TEXT:
————

Her list includes my three favorite sources: Wazoodle.com, Sew Sassy Fabrics, and Dharma Trading Company, as well as many I've never seen before. This long, unannotated list will mean hours of browsing pleasure (or wasted time--you decide).
Wednesday, November 26, 2008
It struck me after the last post that I had buried the useful links on full bust alterations in the middle of a post on another topic. Just to be clear, I think full bust pattern alterations are the cat's jammies, the cream in my coffee, and way, way better than sliced bread. (Feel free to add your own favorite archaic slang superlative.)
One reason I'm so excited about them is that for years I tried in vain to improve the fit of my shirts, blouses, and jackets. I read books, made slopers, bought pattern after pattern, and cut out disappointing garment after disappointing garment. My problem didn't fit the classic full bust diagnosis, and besides, this is America. How could anyone's bust be too large?
I happened on the issue when I was altering bra patterns. It seems that most sewing pattern companies assume a B-cup bra size. The majority of American women require a C-cup or larger, which means that many of us will benefit from a full bust alteration on sewing patterns.
I tried the adjustment to see what would happen, and it made all the other alterations I'd been using unnecessary. I don't have dowager's hump, forward thrusting shoulders, or a sway-back. Instead, I'm a Jane Russell kind of gal!
Now, this is not just a nicer label for my middle-aged figure. I'm reworking my pattern collection, and getting flattering garments with a minimum of fuss. Sewing is so much more fun when the results are pleasing.
Here's how to determine if the full bust alteration might help you with pattern fitting. First, wearing your best-fitting bra, measure your chest at its fullest point. This is called your full bust measurement, or often, simply your bust measurement. Then, measure your chest above your bust, just under your armpits. This is known as your high bust measurement. If the difference between your full bust measurement and high bust measurement is substantially more than two inches, you may find this pattern alteration useful.

————

INFORMATION SHOWN:

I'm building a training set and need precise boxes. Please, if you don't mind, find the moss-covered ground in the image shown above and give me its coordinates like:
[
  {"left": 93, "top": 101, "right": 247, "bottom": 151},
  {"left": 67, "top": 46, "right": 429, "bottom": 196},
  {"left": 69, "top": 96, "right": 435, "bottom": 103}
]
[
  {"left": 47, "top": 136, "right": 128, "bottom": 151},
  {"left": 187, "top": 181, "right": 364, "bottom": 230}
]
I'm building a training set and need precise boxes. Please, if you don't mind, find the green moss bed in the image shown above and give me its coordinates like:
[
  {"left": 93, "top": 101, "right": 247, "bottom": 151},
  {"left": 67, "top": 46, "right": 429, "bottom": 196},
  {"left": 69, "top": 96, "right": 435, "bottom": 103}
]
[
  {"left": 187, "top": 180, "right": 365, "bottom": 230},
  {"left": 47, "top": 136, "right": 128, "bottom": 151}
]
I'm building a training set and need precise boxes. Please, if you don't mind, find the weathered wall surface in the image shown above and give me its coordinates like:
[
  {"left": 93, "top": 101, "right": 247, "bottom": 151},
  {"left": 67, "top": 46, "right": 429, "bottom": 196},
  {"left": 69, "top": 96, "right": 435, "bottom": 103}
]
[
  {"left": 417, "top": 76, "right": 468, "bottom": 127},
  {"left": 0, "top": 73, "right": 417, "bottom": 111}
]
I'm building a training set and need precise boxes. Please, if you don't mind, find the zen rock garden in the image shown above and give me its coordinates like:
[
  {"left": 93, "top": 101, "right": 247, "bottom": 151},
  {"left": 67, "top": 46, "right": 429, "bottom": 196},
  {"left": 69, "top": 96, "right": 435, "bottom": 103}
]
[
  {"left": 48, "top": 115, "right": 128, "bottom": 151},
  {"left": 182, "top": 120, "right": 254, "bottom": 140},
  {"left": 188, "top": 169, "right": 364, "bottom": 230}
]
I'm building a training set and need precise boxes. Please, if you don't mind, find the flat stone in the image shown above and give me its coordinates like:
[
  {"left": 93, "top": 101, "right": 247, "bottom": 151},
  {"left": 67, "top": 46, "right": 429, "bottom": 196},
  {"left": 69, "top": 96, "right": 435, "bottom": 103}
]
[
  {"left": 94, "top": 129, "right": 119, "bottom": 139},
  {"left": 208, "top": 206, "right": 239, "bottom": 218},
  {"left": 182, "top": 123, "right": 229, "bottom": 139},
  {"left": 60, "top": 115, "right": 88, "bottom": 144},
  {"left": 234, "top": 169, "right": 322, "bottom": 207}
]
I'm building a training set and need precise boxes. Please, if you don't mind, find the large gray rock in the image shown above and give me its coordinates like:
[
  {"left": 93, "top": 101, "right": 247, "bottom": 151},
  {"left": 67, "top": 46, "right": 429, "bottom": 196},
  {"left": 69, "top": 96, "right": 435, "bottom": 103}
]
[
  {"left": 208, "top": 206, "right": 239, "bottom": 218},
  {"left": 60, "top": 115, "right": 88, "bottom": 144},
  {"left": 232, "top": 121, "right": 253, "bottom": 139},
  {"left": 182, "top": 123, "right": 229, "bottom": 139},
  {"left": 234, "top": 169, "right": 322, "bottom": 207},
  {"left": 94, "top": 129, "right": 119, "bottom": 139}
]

————

BRIEF 1:
Reproduce the stretch of the blog post on full bust alterations from "I tried the" through "kind of gal!" word for word.
BRIEF 2:
In the blog post on full bust alterations, what bra cup size does the writer say most sewing pattern companies assume?

ANSWER AREA 1:
I tried the adjustment to see what would happen, and it made all the other alterations I'd been using unnecessary. I don't have dowager's hump, forward thrusting shoulders, or a sway-back. Instead, I'm a Jane Russell kind of gal!

ANSWER AREA 2:
A B-cup.